-- TEXT UNDER STUDY --

====

[Intel-gfx] [RFC PATCH 04/20] drm/sched: Convert drm scheduler to use a work queue rather than kthread

Wed Jan 11 09:09:45 UTC 2023

On 11/01/2023 01:13, Matthew Brost wrote:
> On Tue, Jan 10, 2023 at 04:39:00PM +0000, Matthew Brost wrote:
>> On Tue, Jan 10, 2023 at 11:28:08AM +0000, Tvrtko Ursulin wrote:
>>>
>>>
>>> On 09/01/2023 17:27, Jason Ekstrand wrote:
>>>
>>> [snip]
>>>
>>>>       >>> AFAICT it proposes to have 1:1 between *userspace* created
>>>>      contexts (per
>>>>       >>> context _and_ engine) and drm_sched. I am not sure avoiding
>>>>      invasive changes
>>>>       >>> to the shared code is in the spirit of the overall idea and instead
>>>>       >>> opportunity should be used to look at way to refactor/improve
>>>>      drm_sched.
>>>>
>>>>
>>>> Maybe?  I'm not convinced that what Xe is doing is an abuse at all or
>>>> really needs to drive a re-factor.  (More on that later.)  There's only
>>>> one real issue which is that it fires off potentially a lot of kthreads.
>>>> Even that's not that bad given that kthreads are pretty light and you're
>>>> not likely to have more kthreads than userspace threads which are much
>>>> heavier.  Not ideal, but not the end of the world either.  Definitely
>>>> something we can/should optimize but if we went through with Xe without
>>>> this patch, it would probably be mostly ok.
>>>>
>>>>       >> Yes, it is 1:1 *userspace* engines and drm_sched.
>>>>       >>
>>>>       >> I'm not really prepared to make large changes to DRM scheduler
>>>>      at the
>>>>       >> moment for Xe as they are not really required nor does Boris
>>>>      seem they
>>>>       >> will be required for his work either. I am interested to see
>>>>      what Boris
>>>>       >> comes up with.
>>>>       >>
>>>>       >>> Even on the low level, the idea to replace drm_sched threads
>>>>      with workers
>>>>       >>> has a few problems.
>>>>       >>>
>>>>       >>> To start with, the pattern of:
>>>>       >>>
>>>>       >>>    while (not_stopped) {
>>>>       >>>     keep picking jobs
>>>>       >>>    }
>>>>       >>>
>>>>       >>> Feels fundamentally in disagreement with workers (while
>>>>      obviously fits
>>>>       >>> perfectly with the current kthread design).

====

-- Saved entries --
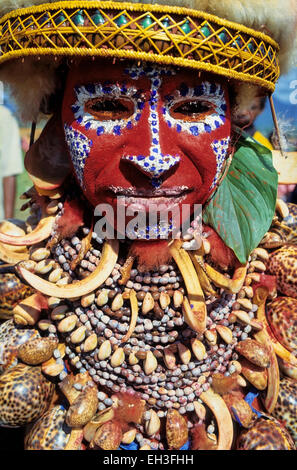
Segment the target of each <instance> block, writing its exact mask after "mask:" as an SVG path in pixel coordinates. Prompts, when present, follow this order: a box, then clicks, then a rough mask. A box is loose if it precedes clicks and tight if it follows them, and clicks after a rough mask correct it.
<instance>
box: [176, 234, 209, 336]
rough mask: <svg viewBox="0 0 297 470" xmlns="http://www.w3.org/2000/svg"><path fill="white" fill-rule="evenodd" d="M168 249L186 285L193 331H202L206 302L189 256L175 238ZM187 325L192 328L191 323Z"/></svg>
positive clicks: (192, 264) (204, 329) (205, 322)
mask: <svg viewBox="0 0 297 470" xmlns="http://www.w3.org/2000/svg"><path fill="white" fill-rule="evenodd" d="M169 251H170V254H171V256H172V257H173V259H174V261H175V262H176V264H177V266H178V268H179V270H180V272H181V274H182V277H183V279H184V282H185V285H186V289H187V292H188V298H189V306H190V308H191V310H192V312H193V313H192V315H194V316H195V322H194V324H195V325H196V327H195V331H197V332H198V333H203V332H204V331H205V329H206V317H207V311H206V304H205V302H204V294H203V290H202V289H201V285H200V282H199V279H198V276H197V273H196V271H195V268H194V266H193V263H192V261H191V258H190V256H189V255H188V253H187V252H186V250H184V249H183V248H181V247H180V241H179V240H175V241H174V242H173V243H171V244H170V245H169ZM185 307H188V305H187V304H186V305H185ZM192 315H190V312H189V318H190V317H191V316H192ZM189 326H190V327H191V328H192V326H191V325H189Z"/></svg>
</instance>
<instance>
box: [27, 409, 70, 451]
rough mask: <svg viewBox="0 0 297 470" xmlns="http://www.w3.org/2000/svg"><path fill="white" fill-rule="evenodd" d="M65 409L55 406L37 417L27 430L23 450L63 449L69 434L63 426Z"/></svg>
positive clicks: (60, 449)
mask: <svg viewBox="0 0 297 470" xmlns="http://www.w3.org/2000/svg"><path fill="white" fill-rule="evenodd" d="M65 415H66V410H65V409H63V408H62V407H61V406H55V407H53V408H51V409H50V410H49V411H47V412H46V413H45V414H44V415H43V416H42V417H41V418H39V419H38V420H37V421H36V422H35V423H34V424H33V426H32V427H31V428H30V430H28V432H27V434H26V438H25V450H63V449H64V448H65V446H66V444H67V441H68V439H69V435H70V429H68V431H69V432H67V426H65Z"/></svg>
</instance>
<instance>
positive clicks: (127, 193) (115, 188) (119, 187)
mask: <svg viewBox="0 0 297 470" xmlns="http://www.w3.org/2000/svg"><path fill="white" fill-rule="evenodd" d="M103 189H104V190H105V191H108V192H110V193H113V194H114V195H115V196H118V197H119V196H125V197H140V198H159V197H164V198H168V197H181V196H184V195H185V194H188V193H189V192H192V191H193V188H189V187H188V186H172V187H171V188H158V189H141V188H122V187H121V186H108V187H106V188H103Z"/></svg>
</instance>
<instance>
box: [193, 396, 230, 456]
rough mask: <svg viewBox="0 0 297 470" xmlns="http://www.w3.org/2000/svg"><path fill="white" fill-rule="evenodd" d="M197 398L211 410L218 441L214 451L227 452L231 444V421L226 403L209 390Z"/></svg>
mask: <svg viewBox="0 0 297 470" xmlns="http://www.w3.org/2000/svg"><path fill="white" fill-rule="evenodd" d="M199 398H201V400H202V401H203V402H204V403H205V404H206V405H207V406H208V407H209V408H210V409H211V411H212V412H213V414H214V416H215V418H216V420H217V425H218V431H219V439H218V444H217V449H216V450H229V449H231V446H232V442H233V421H232V417H231V414H230V412H229V410H228V407H227V405H226V403H225V402H224V400H223V398H222V397H220V395H217V394H216V393H214V391H213V390H212V389H211V388H210V389H209V390H207V392H202V393H201V395H199Z"/></svg>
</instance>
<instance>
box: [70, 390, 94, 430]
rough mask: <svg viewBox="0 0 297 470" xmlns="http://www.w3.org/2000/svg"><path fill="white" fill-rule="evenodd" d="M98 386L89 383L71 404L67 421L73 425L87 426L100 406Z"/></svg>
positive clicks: (72, 425) (71, 424)
mask: <svg viewBox="0 0 297 470" xmlns="http://www.w3.org/2000/svg"><path fill="white" fill-rule="evenodd" d="M97 393H98V392H97V387H96V386H95V385H94V386H93V385H91V386H90V385H88V386H86V387H85V388H84V390H83V391H82V392H81V393H80V394H79V396H78V397H77V399H76V400H75V401H74V402H73V403H72V405H71V406H70V408H69V410H68V412H67V415H66V423H67V424H68V425H69V426H71V427H78V428H80V427H83V426H85V425H86V424H87V423H88V422H89V421H90V420H91V419H92V418H93V416H94V415H95V413H96V411H97V408H98V396H97Z"/></svg>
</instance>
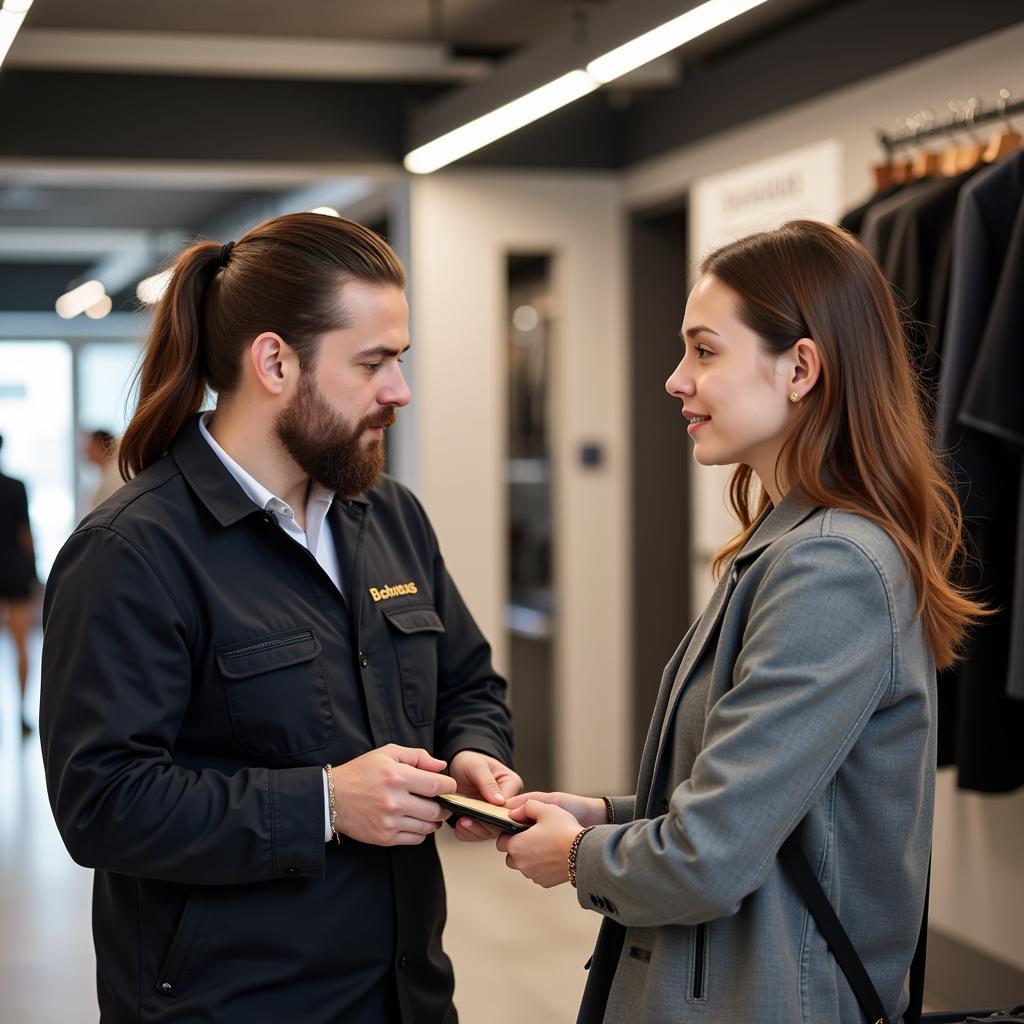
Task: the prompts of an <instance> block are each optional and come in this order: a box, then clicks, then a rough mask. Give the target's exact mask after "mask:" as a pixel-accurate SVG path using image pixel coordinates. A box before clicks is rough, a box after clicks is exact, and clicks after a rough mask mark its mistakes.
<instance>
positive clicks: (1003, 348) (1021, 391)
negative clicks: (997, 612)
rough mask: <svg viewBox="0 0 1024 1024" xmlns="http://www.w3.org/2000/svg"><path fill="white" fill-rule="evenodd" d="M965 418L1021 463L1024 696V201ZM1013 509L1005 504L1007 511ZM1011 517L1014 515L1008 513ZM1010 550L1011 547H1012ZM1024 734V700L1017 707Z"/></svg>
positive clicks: (1010, 690)
mask: <svg viewBox="0 0 1024 1024" xmlns="http://www.w3.org/2000/svg"><path fill="white" fill-rule="evenodd" d="M959 422H961V424H962V425H963V426H964V427H965V428H968V429H970V428H973V429H975V430H978V431H981V432H982V433H985V434H988V435H990V437H991V438H992V442H993V443H994V444H998V445H1002V446H1005V447H1006V449H1007V450H1008V452H1007V461H1008V462H1009V463H1010V464H1011V465H1013V464H1014V463H1016V469H1017V479H1018V481H1019V483H1020V486H1019V490H1018V502H1017V515H1016V517H1015V518H1016V525H1017V530H1016V557H1015V558H1014V559H1012V561H1013V563H1014V567H1015V569H1016V571H1015V581H1014V583H1013V584H1012V587H1011V602H1010V607H1009V608H1008V612H1009V614H1010V618H1011V628H1010V664H1009V666H1008V670H1007V686H1006V692H1007V694H1008V695H1009V696H1010V697H1013V698H1017V700H1019V701H1024V591H1022V586H1024V506H1022V505H1021V504H1020V500H1021V495H1022V494H1024V473H1022V468H1021V463H1022V459H1024V203H1022V204H1021V205H1020V206H1019V207H1018V210H1017V217H1016V219H1015V221H1014V227H1013V232H1012V233H1011V236H1010V243H1009V246H1008V250H1007V255H1006V258H1005V259H1004V262H1002V271H1001V273H1000V275H999V283H998V286H997V288H996V291H995V296H994V299H993V302H992V311H991V313H989V316H988V323H987V324H986V325H985V333H984V335H983V337H982V339H981V346H980V348H979V352H978V358H977V360H976V361H975V365H974V370H973V372H972V374H971V377H970V380H969V382H968V386H967V391H966V393H965V395H964V402H963V404H962V406H961V412H959ZM1008 511H1009V510H1008V509H1000V510H999V513H996V514H1001V515H1007V513H1008ZM1008 518H1009V516H1008ZM1008 554H1009V552H1008ZM1014 711H1015V713H1016V716H1015V717H1016V719H1017V723H1018V725H1019V726H1021V727H1022V728H1021V730H1020V731H1018V733H1017V735H1018V736H1020V735H1024V702H1021V703H1020V705H1019V710H1018V709H1014Z"/></svg>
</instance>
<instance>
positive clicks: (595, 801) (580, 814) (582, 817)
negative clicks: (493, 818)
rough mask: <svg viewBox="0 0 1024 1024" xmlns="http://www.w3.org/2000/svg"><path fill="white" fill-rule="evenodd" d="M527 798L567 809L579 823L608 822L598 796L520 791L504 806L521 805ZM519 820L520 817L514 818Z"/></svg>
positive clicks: (600, 799) (607, 815)
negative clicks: (539, 792) (536, 800)
mask: <svg viewBox="0 0 1024 1024" xmlns="http://www.w3.org/2000/svg"><path fill="white" fill-rule="evenodd" d="M527 800H537V801H539V802H540V803H542V804H554V805H555V807H560V808H562V810H563V811H568V812H569V814H571V815H572V817H574V818H575V819H577V821H579V822H580V824H581V825H605V824H607V823H608V810H607V808H606V807H605V806H604V801H603V800H602V799H601V798H600V797H578V796H575V795H574V794H572V793H536V792H535V793H520V794H519V795H518V796H516V797H513V798H512V799H511V800H508V801H506V803H505V806H506V807H507V808H508V809H509V810H510V811H512V810H515V809H516V808H517V807H522V805H523V804H525V803H526V801H527ZM516 820H517V821H521V820H522V819H521V818H516Z"/></svg>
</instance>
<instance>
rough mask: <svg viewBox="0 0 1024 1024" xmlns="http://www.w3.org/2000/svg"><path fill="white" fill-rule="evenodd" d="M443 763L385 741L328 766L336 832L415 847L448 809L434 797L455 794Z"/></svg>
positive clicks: (361, 841) (379, 843)
mask: <svg viewBox="0 0 1024 1024" xmlns="http://www.w3.org/2000/svg"><path fill="white" fill-rule="evenodd" d="M444 767H445V766H444V762H443V761H438V760H437V758H434V757H431V756H430V755H429V754H428V753H427V752H426V751H424V750H421V749H419V748H412V746H398V745H397V744H396V743H388V744H387V745H385V746H380V748H378V749H377V750H376V751H371V752H370V753H369V754H364V755H362V756H361V757H357V758H353V759H352V760H351V761H347V762H346V763H345V764H343V765H338V766H337V767H336V768H333V769H332V772H331V774H332V775H333V777H334V792H335V805H336V808H337V812H338V818H337V825H338V831H340V833H343V834H344V835H345V836H348V837H349V838H350V839H354V840H358V842H360V843H370V844H372V845H373V846H417V845H419V844H420V843H422V842H423V841H424V840H425V839H426V838H427V837H428V836H432V835H433V834H434V833H435V831H437V829H438V828H439V827H440V826H441V822H443V821H444V820H445V819H446V818H447V817H449V814H450V812H449V811H446V810H444V808H443V807H441V805H440V804H438V803H437V802H436V801H435V800H434V799H433V798H434V797H438V796H440V795H441V794H443V793H455V791H456V782H455V780H454V779H452V778H450V777H449V776H447V775H441V774H440V772H442V771H443V770H444Z"/></svg>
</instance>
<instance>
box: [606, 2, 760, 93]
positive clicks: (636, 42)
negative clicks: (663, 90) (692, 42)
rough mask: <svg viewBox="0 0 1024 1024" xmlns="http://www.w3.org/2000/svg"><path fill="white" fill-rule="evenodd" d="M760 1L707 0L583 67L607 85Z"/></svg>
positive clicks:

====

-- TASKS AND EXERCISES --
A. Could you swap "rough mask" for "coarse mask" in the saved entries, starting at their first line and ending at the line containing "positive clicks: (192, 264)", and give back only those lines with everything else unchanged and the pictures left out?
B. Can you write the next part of the thread on converting the drm scheduler from a kthread to a work queue, picking up after its last line?

-- ANSWERS FOR THE TASKS --
A.
Segment the target of each <instance> block, writing its exact mask after "mask:" as an SVG path in pixel coordinates. Prompts, when present, follow this order: a box, then clicks, then a coarse mask. A box is loose if it precedes clicks and tight if it follows them, and clicks after a coarse mask correct it.
<instance>
box: [176, 234, 209, 336]
coarse mask: <svg viewBox="0 0 297 470" xmlns="http://www.w3.org/2000/svg"><path fill="white" fill-rule="evenodd" d="M168 249L186 285L193 331H202L206 302L189 256L175 238ZM187 325L192 328L191 323Z"/></svg>
positive clicks: (192, 264) (204, 329) (205, 322)

B.
>>>>       >>
>>>>       >> The while loop breaks and worker exists if no jobs are ready.
>>>>
>>>>
>>>> I'm not very familiar with workqueues. What are you saying would fit
>>>> better? One scheduling job per work item rather than one big work item
>>>> which handles all available jobs?
>>>
>>> Yes and no, it indeed IMO does not fit to have a work item which is
>>> potentially unbound in runtime. But it is a bit moot conceptual mismatch
>>> because it is a worst case / theoretical, and I think due more fundamental
>>> concerns.
>>>
>>> If we have to go back to the low level side of things, I've picked this
>>> random spot to consolidate what I have already mentioned and perhaps expand.
>>>
>>> To start with, let me pull out some thoughts from workqueue.rst:
>>>
>>> """
>>> Generally, work items are not expected to hog a CPU and consume many cycles.
>>> That means maintaining just enough concurrency to prevent work processing
>>> from stalling should be optimal.
>>> """
>>>
>>> For unbound queues:
>>> """
>>> The responsibility of regulating concurrency level is on the users.
>>> """
>>>
>>> Given the unbound queues will be spawned on demand to service all queued
>>> work items (more interesting when mixing up with the system_unbound_wq), in
>>> the proposed design the number of instantiated worker threads does not
>>> correspond to the number of user threads (as you have elsewhere stated), but
>>> pessimistically to the number of active user contexts. That is the number
>>> which drives the maximum number of not-runnable jobs that can become
>>> runnable at once, and hence spawn that many work items, and in turn unbound
>>> worker threads.
>>>
>>> Several problems there.
>>>
>>> It is fundamentally pointless to have potentially that many more threads
>>> than the number of CPU cores - it simply creates a scheduling storm.
>>>
>>
>> We can use a different work queue if this is an issue, have a FIXME
>> which indicates we should allow the user to pass in the work queue.
>>
>>> Unbound workers have no CPU / cache locality either and no connection with
>>> the CPU scheduler to optimize scheduling patterns. This may matter either on
>>> large systems or on small ones. Whereas the current design allows for
>>> scheduler to notice userspace CPU thread keeps waking up the same drm
>>> scheduler kernel thread, and so it can keep them on the same CPU, the
>>> unbound workers lose that ability and so 2nd CPU might be getting woken up
>>> from low sleep for every submission.
>>>
>>
>> I guess I don't understand kthread vs. workqueue scheduling internals.
>>   
> 
> Looked into this and we are not using unbound workers rather we are just
> using the system_wq which is indeed bound. Again we can change this so a
> user can just pass in worker too. After doing a of research bound
> workers allows the scheduler to use locality too avoid that exact
> problem your reading.
> 
> TL;DR I'm not buying any of these arguments although it is possible I am
> missing something.

Well you told me it's using unbound.. message id 
Y7dEjcuc1arHBTGu at DUT025-TGLU.fm.intel.com:

"""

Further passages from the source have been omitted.